Task goal. Count how many lines in the following data hold the word "like". Your answer is the number and nothing else.
+++ Data records +++
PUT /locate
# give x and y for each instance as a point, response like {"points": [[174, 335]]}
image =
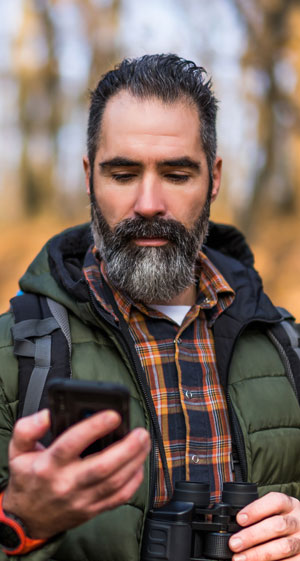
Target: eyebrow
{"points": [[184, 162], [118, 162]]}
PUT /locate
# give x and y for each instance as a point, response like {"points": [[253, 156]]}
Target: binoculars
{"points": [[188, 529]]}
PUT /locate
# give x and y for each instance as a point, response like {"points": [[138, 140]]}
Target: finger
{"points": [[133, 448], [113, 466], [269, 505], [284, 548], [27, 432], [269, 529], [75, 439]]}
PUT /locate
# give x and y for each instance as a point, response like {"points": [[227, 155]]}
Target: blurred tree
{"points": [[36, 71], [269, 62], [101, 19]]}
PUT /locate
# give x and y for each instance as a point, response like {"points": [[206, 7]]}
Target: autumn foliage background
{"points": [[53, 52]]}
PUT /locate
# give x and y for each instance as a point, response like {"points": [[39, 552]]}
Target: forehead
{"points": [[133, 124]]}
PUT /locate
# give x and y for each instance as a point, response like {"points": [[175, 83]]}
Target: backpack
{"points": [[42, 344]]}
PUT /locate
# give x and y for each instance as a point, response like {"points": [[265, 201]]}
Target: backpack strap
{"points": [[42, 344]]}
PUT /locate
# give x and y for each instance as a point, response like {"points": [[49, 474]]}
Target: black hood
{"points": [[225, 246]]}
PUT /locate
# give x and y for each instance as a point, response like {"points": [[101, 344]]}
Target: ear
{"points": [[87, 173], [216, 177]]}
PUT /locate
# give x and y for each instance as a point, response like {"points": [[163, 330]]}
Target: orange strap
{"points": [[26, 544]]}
+++
+++ Data records +++
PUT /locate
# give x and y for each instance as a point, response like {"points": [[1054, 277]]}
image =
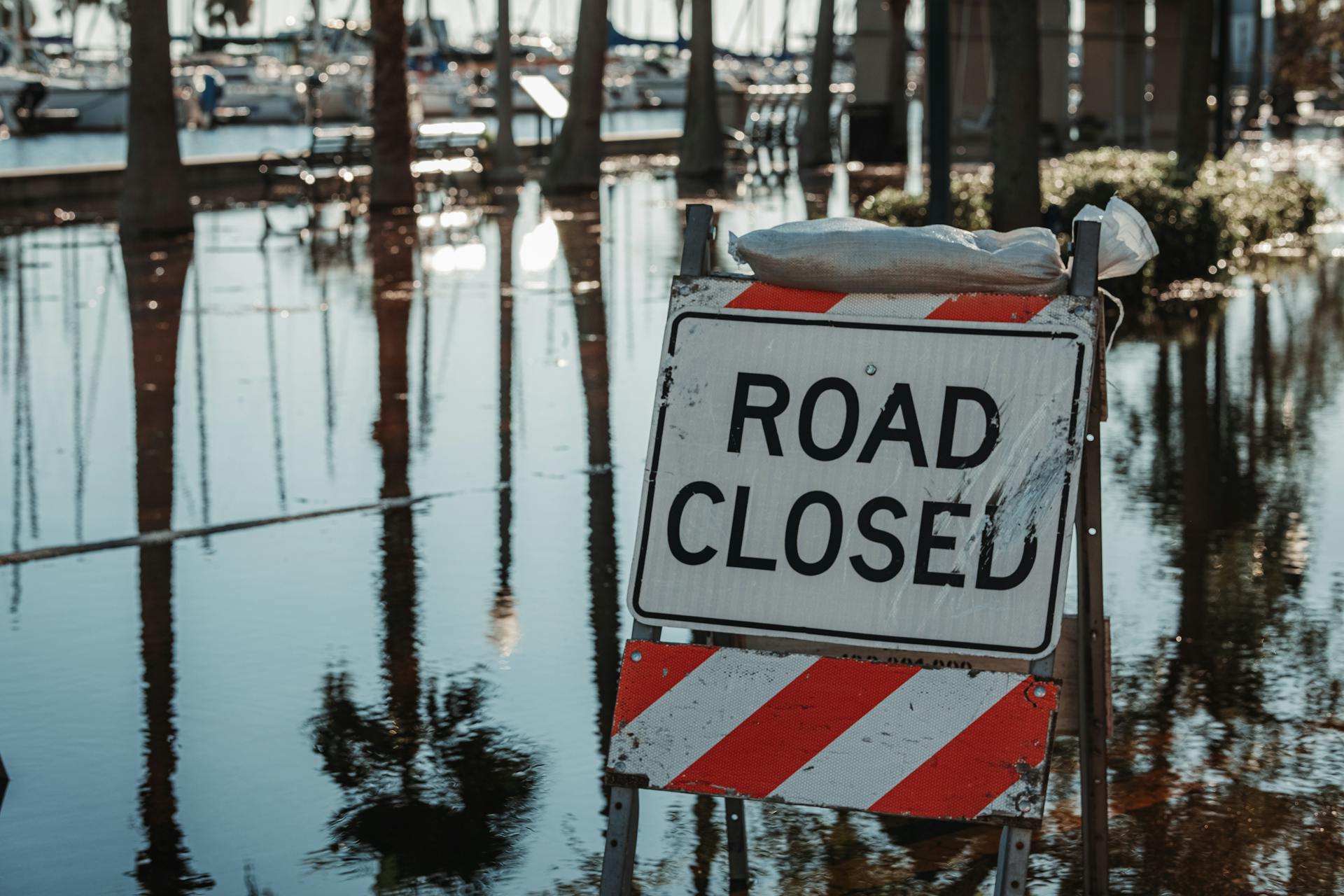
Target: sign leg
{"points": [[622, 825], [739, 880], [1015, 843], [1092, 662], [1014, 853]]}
+++
Answer section. 12